## Required work
After locating the line that holds "7. Find the wooden", transcribe it and each following line to the end of the records, changing nothing and adding nothing.

Referring expression grounding data:
=== Section Start ===

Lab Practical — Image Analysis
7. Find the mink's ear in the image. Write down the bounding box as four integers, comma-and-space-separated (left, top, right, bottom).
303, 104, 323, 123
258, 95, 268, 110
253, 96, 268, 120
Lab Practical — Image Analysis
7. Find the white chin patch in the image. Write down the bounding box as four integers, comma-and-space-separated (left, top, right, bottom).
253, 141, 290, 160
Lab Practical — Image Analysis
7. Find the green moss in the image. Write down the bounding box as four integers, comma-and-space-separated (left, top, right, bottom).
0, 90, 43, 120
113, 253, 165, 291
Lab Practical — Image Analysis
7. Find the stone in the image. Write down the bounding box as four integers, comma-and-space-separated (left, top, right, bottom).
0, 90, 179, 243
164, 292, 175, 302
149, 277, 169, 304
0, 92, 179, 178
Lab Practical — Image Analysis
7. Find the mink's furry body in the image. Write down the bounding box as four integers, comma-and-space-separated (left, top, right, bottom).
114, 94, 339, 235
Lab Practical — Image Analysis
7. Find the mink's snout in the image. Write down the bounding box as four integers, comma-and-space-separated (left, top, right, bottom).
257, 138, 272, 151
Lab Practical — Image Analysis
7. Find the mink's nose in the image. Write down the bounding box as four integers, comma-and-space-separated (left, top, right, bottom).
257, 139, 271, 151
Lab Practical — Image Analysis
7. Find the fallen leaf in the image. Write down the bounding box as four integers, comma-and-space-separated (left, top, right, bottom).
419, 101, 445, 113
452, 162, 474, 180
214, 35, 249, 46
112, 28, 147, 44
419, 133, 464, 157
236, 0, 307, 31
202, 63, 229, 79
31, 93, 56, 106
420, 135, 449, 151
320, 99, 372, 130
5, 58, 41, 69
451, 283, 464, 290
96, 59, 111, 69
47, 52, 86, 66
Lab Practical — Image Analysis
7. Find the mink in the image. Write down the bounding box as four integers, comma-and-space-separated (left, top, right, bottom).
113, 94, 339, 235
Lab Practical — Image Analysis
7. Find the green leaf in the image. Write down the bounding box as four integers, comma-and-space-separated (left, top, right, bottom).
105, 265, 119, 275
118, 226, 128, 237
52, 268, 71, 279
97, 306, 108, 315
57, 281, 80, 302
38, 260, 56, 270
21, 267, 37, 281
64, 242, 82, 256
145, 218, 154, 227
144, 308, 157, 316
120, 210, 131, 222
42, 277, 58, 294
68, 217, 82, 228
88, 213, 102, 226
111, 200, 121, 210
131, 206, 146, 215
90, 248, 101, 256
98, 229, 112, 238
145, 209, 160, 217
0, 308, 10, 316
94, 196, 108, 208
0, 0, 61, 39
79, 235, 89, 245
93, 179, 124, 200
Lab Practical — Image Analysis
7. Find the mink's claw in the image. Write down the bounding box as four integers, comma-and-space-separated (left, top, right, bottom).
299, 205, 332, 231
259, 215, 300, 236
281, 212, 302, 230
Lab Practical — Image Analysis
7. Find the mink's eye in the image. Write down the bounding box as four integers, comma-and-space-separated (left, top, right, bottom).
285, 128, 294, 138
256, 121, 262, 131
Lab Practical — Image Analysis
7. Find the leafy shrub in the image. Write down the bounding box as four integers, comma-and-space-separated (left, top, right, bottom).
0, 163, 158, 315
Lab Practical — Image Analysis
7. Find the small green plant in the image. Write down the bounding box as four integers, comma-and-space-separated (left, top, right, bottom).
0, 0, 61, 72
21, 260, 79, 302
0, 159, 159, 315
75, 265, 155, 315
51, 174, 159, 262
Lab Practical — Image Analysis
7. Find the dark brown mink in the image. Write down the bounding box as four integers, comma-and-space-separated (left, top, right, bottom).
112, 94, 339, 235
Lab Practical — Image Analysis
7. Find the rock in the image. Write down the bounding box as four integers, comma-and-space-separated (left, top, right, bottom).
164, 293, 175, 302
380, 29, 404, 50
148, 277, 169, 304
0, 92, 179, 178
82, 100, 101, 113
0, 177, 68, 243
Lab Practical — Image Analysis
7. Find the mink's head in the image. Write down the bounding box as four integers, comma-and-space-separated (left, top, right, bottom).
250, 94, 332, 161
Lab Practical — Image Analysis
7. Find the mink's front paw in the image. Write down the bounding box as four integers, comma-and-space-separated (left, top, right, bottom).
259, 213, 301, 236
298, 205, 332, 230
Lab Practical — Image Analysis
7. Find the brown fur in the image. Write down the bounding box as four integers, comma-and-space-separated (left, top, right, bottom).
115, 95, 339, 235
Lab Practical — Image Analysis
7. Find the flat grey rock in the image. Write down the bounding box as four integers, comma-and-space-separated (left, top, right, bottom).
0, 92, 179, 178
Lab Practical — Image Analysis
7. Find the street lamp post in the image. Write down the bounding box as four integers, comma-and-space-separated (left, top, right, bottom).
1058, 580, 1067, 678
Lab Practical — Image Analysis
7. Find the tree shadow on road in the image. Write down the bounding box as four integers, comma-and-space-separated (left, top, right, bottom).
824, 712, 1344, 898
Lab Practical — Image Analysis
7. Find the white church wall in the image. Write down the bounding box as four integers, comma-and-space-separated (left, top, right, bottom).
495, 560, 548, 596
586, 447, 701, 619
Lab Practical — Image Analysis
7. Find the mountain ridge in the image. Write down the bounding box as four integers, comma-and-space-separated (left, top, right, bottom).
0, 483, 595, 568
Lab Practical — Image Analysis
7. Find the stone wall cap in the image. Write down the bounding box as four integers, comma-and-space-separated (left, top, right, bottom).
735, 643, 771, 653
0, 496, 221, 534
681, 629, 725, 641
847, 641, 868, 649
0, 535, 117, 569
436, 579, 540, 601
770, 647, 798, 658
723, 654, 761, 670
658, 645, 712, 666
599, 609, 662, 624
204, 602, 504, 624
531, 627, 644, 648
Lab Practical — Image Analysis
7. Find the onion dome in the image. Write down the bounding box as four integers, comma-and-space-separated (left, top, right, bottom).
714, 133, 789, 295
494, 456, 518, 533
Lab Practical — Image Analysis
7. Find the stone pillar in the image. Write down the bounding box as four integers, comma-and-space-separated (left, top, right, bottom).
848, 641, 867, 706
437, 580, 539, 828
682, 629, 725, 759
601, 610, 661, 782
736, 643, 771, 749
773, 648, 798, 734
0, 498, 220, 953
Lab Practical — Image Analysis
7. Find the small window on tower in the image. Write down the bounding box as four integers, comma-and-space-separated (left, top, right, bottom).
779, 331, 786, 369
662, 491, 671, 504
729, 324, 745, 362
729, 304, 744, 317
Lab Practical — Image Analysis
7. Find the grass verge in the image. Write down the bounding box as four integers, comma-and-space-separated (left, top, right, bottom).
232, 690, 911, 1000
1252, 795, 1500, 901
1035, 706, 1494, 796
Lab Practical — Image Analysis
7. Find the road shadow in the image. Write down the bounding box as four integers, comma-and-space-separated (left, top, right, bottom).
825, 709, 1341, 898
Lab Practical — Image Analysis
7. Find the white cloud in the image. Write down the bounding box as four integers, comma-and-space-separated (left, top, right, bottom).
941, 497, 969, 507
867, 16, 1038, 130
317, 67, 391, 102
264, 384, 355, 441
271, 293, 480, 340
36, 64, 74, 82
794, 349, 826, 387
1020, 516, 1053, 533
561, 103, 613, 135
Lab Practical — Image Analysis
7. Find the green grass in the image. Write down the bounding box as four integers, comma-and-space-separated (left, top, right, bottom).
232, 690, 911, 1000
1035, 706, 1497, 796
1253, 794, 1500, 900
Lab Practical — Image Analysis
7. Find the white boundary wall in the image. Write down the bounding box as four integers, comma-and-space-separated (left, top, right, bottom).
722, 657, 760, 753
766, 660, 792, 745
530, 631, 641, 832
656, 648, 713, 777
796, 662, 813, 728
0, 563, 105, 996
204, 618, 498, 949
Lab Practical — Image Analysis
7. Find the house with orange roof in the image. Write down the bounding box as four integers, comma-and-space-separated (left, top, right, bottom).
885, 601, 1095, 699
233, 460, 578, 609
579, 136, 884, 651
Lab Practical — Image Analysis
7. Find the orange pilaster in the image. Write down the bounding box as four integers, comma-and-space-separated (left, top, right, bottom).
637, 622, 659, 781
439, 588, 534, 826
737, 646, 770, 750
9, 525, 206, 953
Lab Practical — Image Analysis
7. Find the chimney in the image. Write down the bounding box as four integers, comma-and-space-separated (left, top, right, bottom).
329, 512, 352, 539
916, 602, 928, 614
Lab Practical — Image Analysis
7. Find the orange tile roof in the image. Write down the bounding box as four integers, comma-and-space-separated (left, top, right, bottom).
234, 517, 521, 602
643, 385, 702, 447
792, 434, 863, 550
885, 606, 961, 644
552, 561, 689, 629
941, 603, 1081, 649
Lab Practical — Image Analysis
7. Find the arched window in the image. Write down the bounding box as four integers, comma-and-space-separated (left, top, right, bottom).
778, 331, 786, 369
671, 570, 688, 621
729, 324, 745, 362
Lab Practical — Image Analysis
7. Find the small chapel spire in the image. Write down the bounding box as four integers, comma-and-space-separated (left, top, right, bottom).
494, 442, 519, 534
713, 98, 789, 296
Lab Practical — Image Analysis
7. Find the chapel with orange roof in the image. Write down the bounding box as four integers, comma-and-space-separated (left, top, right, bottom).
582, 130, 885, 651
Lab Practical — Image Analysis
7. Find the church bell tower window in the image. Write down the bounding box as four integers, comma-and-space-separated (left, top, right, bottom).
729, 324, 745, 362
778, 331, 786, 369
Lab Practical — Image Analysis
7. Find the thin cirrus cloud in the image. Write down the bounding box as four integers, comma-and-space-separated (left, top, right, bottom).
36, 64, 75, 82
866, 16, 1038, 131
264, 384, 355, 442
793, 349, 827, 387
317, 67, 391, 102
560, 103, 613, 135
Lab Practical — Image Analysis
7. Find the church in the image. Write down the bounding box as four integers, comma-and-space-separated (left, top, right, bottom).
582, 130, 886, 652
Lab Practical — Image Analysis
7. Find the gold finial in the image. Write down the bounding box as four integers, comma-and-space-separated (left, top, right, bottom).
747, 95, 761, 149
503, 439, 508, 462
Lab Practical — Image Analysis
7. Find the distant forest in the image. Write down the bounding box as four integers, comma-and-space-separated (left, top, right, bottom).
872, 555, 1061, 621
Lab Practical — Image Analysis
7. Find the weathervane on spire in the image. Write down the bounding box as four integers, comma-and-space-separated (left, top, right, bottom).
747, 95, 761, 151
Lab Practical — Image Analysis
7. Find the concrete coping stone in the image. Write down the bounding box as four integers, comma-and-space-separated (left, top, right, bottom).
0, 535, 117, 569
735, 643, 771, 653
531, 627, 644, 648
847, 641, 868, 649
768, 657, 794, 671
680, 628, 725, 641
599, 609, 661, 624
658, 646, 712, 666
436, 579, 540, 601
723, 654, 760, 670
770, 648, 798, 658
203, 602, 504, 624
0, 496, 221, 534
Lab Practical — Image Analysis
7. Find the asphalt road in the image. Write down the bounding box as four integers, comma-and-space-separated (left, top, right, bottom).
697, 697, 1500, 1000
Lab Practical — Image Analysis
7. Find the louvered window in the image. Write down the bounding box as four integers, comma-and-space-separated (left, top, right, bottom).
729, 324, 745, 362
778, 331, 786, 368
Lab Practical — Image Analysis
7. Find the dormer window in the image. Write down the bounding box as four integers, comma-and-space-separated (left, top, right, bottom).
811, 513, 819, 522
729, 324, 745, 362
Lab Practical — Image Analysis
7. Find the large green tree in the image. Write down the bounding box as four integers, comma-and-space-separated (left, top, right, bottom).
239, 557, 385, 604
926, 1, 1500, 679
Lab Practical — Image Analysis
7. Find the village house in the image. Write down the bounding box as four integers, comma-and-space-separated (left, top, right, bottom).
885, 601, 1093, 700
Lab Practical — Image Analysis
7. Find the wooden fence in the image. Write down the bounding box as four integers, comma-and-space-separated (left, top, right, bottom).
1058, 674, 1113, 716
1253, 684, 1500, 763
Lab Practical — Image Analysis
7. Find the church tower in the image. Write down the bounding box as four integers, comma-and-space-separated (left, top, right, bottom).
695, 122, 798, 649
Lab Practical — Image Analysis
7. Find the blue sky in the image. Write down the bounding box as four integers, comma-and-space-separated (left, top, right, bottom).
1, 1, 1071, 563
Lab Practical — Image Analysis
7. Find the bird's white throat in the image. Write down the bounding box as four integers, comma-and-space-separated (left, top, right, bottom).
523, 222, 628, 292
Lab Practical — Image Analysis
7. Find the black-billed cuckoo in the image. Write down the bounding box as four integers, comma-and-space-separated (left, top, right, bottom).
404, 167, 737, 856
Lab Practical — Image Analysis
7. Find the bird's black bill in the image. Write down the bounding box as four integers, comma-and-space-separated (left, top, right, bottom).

=== Section End ===

## Answer space
7. Find the wooden fence in the image. Write down the bounding box as four integers, comma-and-space-separated (left, top, right, bottom).
1058, 674, 1113, 716
1253, 684, 1500, 763
Lab Practical — Image Analysis
7. Find the church tower in the image. Write down the bounding box as four integers, comma-and-space-separated (left, top, right, bottom).
695, 122, 798, 649
Lab Practical — Image Analysis
7. Find the blue sky in the image. Write down the bounding box as four integers, comma-and-space-separated (left, top, right, bottom).
1, 1, 1071, 563
Lab Practical — Image Analysis
7. Find the bird's white throat in the image. Write down the bounding box as four integers, comma-and-space-separated (left, top, right, bottom).
523, 222, 628, 292
Lab Practical — Image Analysis
7. Find the black-billed cuckoo in the image. Write down the bounding box as four integers, comma-and-space-separated (left, top, right, bottom).
404, 167, 737, 856
Lab Practical — Image Analysis
7. Find the bird's black bill in the image. Write down the bounding box as four integers, comma-and-space-separated (left, top, right, bottom).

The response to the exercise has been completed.